PASSAGE GIVEN:
>> BEGIN

We know Coldplay is a band, we know bands have events, we know events have times and places and we can again stitch all those things together in real time to augment the algorithm. Snapshot is only going to become more powerful over time as we do more and more of this integration.
The entity engine that we have currently has about three hundred and ten million objects in it right now. That being said, there are probably a hundred times that many entities in the actual planet, so we are aggressively building on it as fast as we can.
Eric Enge: What percentage of queries do you think you are addressing at this point?
Stefan Weitz: We are talking low numbers. You are not going to get a ton of the things here because they are scoped pretty much to restaurants, hotels, movies and events, people, and cars. They are all pretty high-frequency queries and you will see it, but you won’t see it for every query yet.
Eric Enge: What about sidebar?
Stefan Weitz:
What sidebar is doing is allowing you to more effectively bring offline behavior online. I can enter a query on Coldplay and have a section in the right rail called “friends who might know.”
In this case, we are looking at just Facebook friends and we are analyzing their public profiles, likes, shares, where they have lived, and photos. We are trying to see if any of these things give a hint, that potentially one of these people has information about your query.
The idea here is that I can literally now engage friends in conversations. I can go ahead and click on a friend and ask “hey, do you know when Coldplay’s new album is coming out?”
Eric Enge: You can pick who to ask which is nice.

>> END

WHAT THE TASK ASKS: Can you carry on the interview above about Snapshot and sidebar, starting right after its final line?

MATERIAL SHOWN:
>> BEGIN

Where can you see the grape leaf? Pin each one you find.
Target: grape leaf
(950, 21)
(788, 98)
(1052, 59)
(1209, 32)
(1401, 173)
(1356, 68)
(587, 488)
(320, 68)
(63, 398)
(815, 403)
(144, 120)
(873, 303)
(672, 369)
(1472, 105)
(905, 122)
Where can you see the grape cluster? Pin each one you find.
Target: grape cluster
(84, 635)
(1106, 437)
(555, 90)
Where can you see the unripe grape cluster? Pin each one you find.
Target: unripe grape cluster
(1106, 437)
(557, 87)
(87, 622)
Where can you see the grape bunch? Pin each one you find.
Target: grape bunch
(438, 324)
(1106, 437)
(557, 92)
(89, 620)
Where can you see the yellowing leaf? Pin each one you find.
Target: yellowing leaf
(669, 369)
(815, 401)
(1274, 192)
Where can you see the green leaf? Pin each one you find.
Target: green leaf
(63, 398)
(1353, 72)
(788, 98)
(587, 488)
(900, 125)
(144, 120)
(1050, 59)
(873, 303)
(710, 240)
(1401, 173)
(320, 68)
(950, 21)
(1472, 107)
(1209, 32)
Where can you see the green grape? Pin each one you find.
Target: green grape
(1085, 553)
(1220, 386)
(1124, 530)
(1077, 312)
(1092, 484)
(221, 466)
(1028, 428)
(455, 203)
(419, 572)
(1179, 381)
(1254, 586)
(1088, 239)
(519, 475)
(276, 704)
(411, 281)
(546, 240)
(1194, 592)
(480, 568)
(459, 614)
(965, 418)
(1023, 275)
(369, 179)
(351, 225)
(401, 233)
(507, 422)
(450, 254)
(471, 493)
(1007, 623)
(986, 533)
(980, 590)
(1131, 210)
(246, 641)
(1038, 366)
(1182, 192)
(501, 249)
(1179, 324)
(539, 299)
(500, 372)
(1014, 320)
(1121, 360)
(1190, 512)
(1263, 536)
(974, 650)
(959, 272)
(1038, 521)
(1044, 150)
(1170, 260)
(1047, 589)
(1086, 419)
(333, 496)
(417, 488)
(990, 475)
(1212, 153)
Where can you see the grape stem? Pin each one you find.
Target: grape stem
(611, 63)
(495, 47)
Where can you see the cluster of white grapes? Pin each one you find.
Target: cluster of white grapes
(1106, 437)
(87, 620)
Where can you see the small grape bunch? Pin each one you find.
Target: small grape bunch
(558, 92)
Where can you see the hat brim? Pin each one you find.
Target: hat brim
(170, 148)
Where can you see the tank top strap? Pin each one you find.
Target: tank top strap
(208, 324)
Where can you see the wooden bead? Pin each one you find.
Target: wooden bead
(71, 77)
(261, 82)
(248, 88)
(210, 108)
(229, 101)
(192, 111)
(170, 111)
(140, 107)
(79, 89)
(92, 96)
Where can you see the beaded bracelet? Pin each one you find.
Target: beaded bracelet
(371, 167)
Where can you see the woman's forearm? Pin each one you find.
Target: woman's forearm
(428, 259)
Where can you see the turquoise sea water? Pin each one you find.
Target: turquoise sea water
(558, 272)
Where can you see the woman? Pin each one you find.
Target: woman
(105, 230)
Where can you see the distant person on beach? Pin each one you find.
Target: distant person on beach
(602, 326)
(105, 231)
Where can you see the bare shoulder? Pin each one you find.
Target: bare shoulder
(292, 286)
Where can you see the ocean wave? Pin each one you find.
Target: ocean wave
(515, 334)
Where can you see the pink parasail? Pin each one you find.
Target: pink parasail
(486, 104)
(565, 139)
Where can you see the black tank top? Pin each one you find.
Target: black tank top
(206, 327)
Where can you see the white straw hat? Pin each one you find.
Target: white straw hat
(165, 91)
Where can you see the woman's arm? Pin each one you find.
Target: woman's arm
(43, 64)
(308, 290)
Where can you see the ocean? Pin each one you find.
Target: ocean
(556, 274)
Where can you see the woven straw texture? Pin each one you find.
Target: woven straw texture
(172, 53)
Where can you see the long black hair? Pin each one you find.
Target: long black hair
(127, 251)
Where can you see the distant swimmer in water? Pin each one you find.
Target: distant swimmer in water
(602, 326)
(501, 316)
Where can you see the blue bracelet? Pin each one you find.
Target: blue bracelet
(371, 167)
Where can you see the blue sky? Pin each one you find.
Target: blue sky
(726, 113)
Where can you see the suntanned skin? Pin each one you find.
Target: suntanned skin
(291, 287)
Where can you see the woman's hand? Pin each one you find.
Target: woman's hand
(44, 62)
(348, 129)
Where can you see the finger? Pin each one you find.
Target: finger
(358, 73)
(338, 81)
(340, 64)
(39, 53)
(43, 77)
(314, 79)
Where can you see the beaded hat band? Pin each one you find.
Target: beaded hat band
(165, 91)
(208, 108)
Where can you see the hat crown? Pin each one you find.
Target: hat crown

>> END

TASK ANSWER:
Stefan Weitz: Yes. What is cool here is that that it will go out to Facebook, onto my wall, and all my friends will see it in their news feed, and the friends that I ask will receive the question as a message. As they answer my question, if I hover over in the activity feed, I will see their answers.
The other piece in sidebar is called “people who know.” In many queries, you may end up with no friends that know anything about what it is you are querying on. We want to invoke the wider web and we want to actually utilize data and social data from across the wider web to get you information on your query.
We can actually find Coldplay’s official Google Plus profile and put it there. Now you don’t have to know this person obviously, but it enables us to actually look across a number of different social data sources and attempt to find expertise and influence for those topics. In this case we think the Coldplay Google Plus page is the best page for that.
Eric Enge: Now presumably I won’t be able to message them directly because we are not yet connected, right?
Stefan Weitz: You can’t message them directly, no.
Eric Enge: Right. That makes sense of course because otherwise you would be flooding all these people with all kinds of communications and that would be ugly.
Stefan Weitz: Exactly, here is a cool example that really highlights the power of combining those two:
For San Francisco Italian restaurants, I may not have any friends who have any opinions about them. But, look what has happened.
Bing has literally gone out and found people who have blogs and Twitter accounts that we think are influential about San Francisco Bay Area Italian restaurants. I can also literally scroll down and see people’s reviews on Italian restaurants in San Francisco.
Suddenly, I go from a lot of pages and links to nouns, to one where Bing is able to find a small blogger in San Francisco called FoodNut who happens to have data about San Francisco Italian restaurant entities. It is a fundamental shift in search.
Eric Enge: What are the social networks you support?
Stefan Weitz: We are currently working with Facebook, Twitter, Quora, LinkedIn, Foursquare, Google+ and Blogger. Our goal is to make this right rail, the right sidebar, the most inclusive area for social activity on the web. Four Square check-ins may actually be more interesting for me when I am looking for good seafood in Boston There is a bunch of cool stuff that we are going to enable in that right sidebar as we incorporate more of the social data in.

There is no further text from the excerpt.